Task requirements: Quote the entire listing below word for word, leaving out nothing and changing nothing.

▽

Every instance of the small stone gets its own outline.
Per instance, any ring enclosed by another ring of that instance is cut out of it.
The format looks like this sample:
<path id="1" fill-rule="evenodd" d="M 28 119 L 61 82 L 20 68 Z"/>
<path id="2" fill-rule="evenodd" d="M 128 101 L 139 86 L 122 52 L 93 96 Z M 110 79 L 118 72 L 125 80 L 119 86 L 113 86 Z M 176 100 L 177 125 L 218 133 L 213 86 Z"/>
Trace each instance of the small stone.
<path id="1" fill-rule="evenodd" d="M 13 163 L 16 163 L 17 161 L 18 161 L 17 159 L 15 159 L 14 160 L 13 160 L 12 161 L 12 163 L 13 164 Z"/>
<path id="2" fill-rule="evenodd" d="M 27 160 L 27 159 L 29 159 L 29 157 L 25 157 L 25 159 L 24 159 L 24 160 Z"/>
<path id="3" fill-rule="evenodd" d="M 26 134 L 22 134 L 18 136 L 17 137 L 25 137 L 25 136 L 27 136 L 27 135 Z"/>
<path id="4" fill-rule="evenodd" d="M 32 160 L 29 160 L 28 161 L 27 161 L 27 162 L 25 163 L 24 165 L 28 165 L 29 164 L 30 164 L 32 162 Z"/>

△

Completed exercise:
Every instance of the small stone gets its own outline.
Per instance, any ring enclosed by another ring of that instance is cut out of it.
The format looks like this sample:
<path id="1" fill-rule="evenodd" d="M 28 119 L 61 82 L 20 68 Z"/>
<path id="2" fill-rule="evenodd" d="M 128 101 L 139 86 L 122 52 L 93 96 Z M 110 79 L 118 72 L 125 80 L 119 86 L 113 86 Z M 176 100 L 177 125 L 218 133 L 213 86 Z"/>
Trace each instance of the small stone.
<path id="1" fill-rule="evenodd" d="M 13 163 L 16 163 L 17 161 L 18 161 L 17 159 L 15 159 L 14 160 L 13 160 L 12 161 L 12 163 L 13 164 Z"/>
<path id="2" fill-rule="evenodd" d="M 27 160 L 27 159 L 29 159 L 29 157 L 25 157 L 25 159 L 24 159 L 24 160 Z"/>
<path id="3" fill-rule="evenodd" d="M 26 134 L 22 134 L 18 136 L 17 137 L 25 137 L 25 136 L 27 136 L 27 135 Z"/>
<path id="4" fill-rule="evenodd" d="M 32 160 L 29 160 L 28 161 L 27 161 L 27 162 L 25 163 L 24 165 L 28 165 L 29 164 L 30 164 L 32 162 Z"/>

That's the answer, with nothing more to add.